Thus, even the most complete possible science is infinitely distant from the "object" it is attempting to comprehend. (Recall what we said yesterday about jettisoning subjectivity at the outset, and never being able to recover it.)

This isn't at all surprising, because a scientific approach to the self is like counting the digital bits in a CD to try to understand the performance it encodes. The performance by definition not only transcends the bits, but is their sufficient reason. In other words, the bits exist for the sake of the performance, not vice versa.

In her final chapter, the author suggests that self-perception may be a fiction -- a conclusion that will shock anyone who is completely bereft of personal insight. But self-deception only exists because there is a self to be deceived.

The author confesses that, in her quest for a scientific explanation of the self, she veered "dangerously close at times to the precipice of philosophy."

Oh dear! Speaking of people who are bereft of insight, how can someone fail to understand that science becomes a philosophy -- a naive philosophy called scientism -- when it tries to transform a method into a doctrine?

The self partakes of both universality and particularity. In other words, we are all unique individuals, and yet, there exist self-evident truths available to all functioning adults. Much of this has to do with our embodied-ness, that is, our common corpus. We all have the same five senses, the same brain structure, the same developmental sequence.

Which raises some interesting questions about the possibility of a "common core." This subject has become controversial, because the left wants to impose its common crap on the nation's children, even while insisting there is no common human nature. Therefore, when they say "common core," what they really mean is indoctrination -- not what all humans can know, but what all humans must know in order to be compliant subjects of the State (the one Great Body we really have in common).

Task 1:
Answer these questions using the passage on science and the self:
(a) What does the passage compare a scientific approach to the self to?
(b) In her quest for a scientific explanation of the self, what did the author say she veered dangerously close to at times?
(c) Which three things do we all share, according to the passage?

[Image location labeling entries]
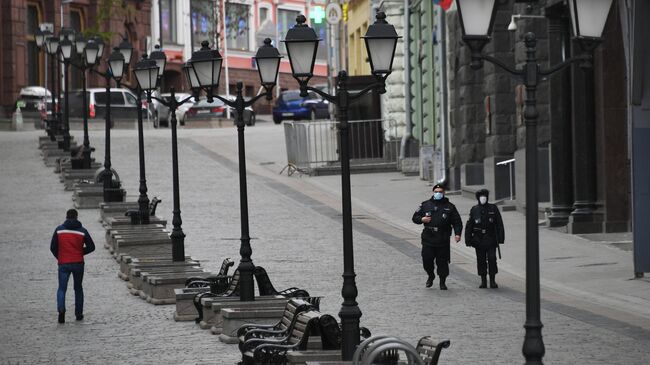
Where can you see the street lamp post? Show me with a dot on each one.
(477, 19)
(65, 47)
(302, 45)
(52, 45)
(207, 66)
(89, 52)
(147, 73)
(115, 70)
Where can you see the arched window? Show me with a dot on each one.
(34, 58)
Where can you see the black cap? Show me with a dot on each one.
(483, 192)
(71, 214)
(439, 186)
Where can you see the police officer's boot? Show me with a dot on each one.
(493, 284)
(442, 283)
(483, 282)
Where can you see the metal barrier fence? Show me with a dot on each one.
(314, 144)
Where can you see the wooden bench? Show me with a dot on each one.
(265, 286)
(274, 351)
(277, 330)
(216, 283)
(231, 291)
(136, 216)
(385, 350)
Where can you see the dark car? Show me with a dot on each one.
(290, 105)
(124, 104)
(202, 110)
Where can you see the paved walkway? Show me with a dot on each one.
(296, 225)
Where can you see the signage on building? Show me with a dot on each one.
(333, 13)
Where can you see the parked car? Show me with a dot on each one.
(202, 110)
(161, 113)
(290, 105)
(124, 104)
(34, 101)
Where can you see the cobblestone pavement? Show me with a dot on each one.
(295, 237)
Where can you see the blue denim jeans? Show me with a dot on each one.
(77, 271)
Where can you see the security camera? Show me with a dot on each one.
(513, 25)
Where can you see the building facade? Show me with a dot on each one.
(238, 28)
(23, 64)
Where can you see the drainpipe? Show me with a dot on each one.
(408, 133)
(444, 105)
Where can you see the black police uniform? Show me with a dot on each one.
(435, 235)
(484, 231)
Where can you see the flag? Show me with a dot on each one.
(444, 4)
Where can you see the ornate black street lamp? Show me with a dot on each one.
(52, 45)
(206, 65)
(65, 48)
(302, 45)
(146, 72)
(477, 19)
(115, 70)
(88, 50)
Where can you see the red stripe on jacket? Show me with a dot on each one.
(70, 246)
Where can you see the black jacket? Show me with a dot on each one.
(444, 219)
(484, 227)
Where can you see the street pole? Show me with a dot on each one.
(107, 174)
(533, 347)
(350, 312)
(86, 163)
(66, 109)
(177, 235)
(143, 199)
(246, 266)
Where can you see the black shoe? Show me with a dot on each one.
(430, 281)
(483, 282)
(493, 284)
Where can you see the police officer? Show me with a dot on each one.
(485, 233)
(439, 217)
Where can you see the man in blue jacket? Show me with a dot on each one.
(70, 242)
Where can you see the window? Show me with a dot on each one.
(76, 23)
(33, 58)
(237, 26)
(286, 20)
(130, 99)
(202, 16)
(264, 15)
(168, 20)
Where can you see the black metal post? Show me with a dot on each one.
(177, 235)
(143, 200)
(59, 118)
(246, 266)
(107, 174)
(66, 109)
(533, 348)
(86, 163)
(52, 121)
(350, 312)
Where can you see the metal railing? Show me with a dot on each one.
(314, 144)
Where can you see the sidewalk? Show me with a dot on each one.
(591, 274)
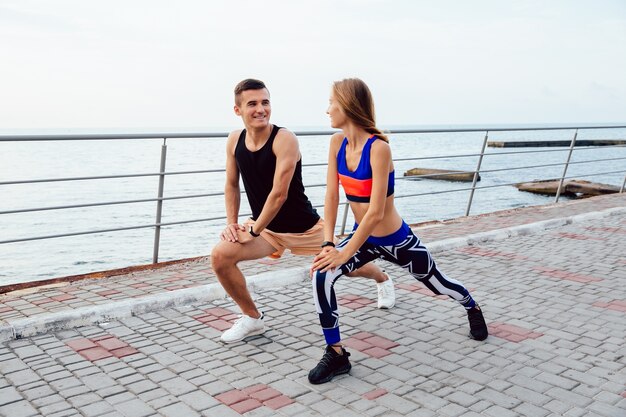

Task 2: Give the lines of the image location labeling entries as a Markdown table with the columns Row and Line. Include only the lines from the one containing "Where can you see the black shoe?" through the end of the entries, inclusive. Omit blank lines and the pictures.

Correct answer 1:
(a) Counting the digital bits in a CD to try to understand the performance it encodes.
(b) The precipice of philosophy.
(c) The same five senses, the same brain structure, and the same developmental sequence.

Correct answer 2:
| Row | Line |
|---|---|
| 1 | Where can you see the black shoe? Show me with a dot on each one. |
| 2 | (430, 281) |
| 3 | (483, 282) |
| 4 | (493, 284) |
| 5 | Where can you see the police officer? Show me with a dot on each one. |
| 6 | (485, 233) |
| 7 | (439, 217) |
| 8 | Where can you see the man in blue jacket? Show me with a dot on each one. |
| 9 | (70, 242) |
| 10 | Where can you see the window? Show me with a dot on each one. |
| 11 | (76, 23) |
| 12 | (33, 58) |
| 13 | (237, 26) |
| 14 | (286, 20) |
| 15 | (130, 99) |
| 16 | (202, 16) |
| 17 | (264, 15) |
| 18 | (168, 20) |
| 19 | Where can you see the black metal post? Show me with a dot on each one. |
| 20 | (177, 235) |
| 21 | (143, 200) |
| 22 | (59, 118) |
| 23 | (246, 266) |
| 24 | (107, 174) |
| 25 | (66, 109) |
| 26 | (533, 348) |
| 27 | (86, 163) |
| 28 | (52, 121) |
| 29 | (350, 312) |
| 30 | Where can you see the metal railing? Show me with a dot on each one. |
| 31 | (314, 144) |
| 32 | Where can you see the sidewalk? Show me with a dot on each one. |
| 33 | (591, 274) |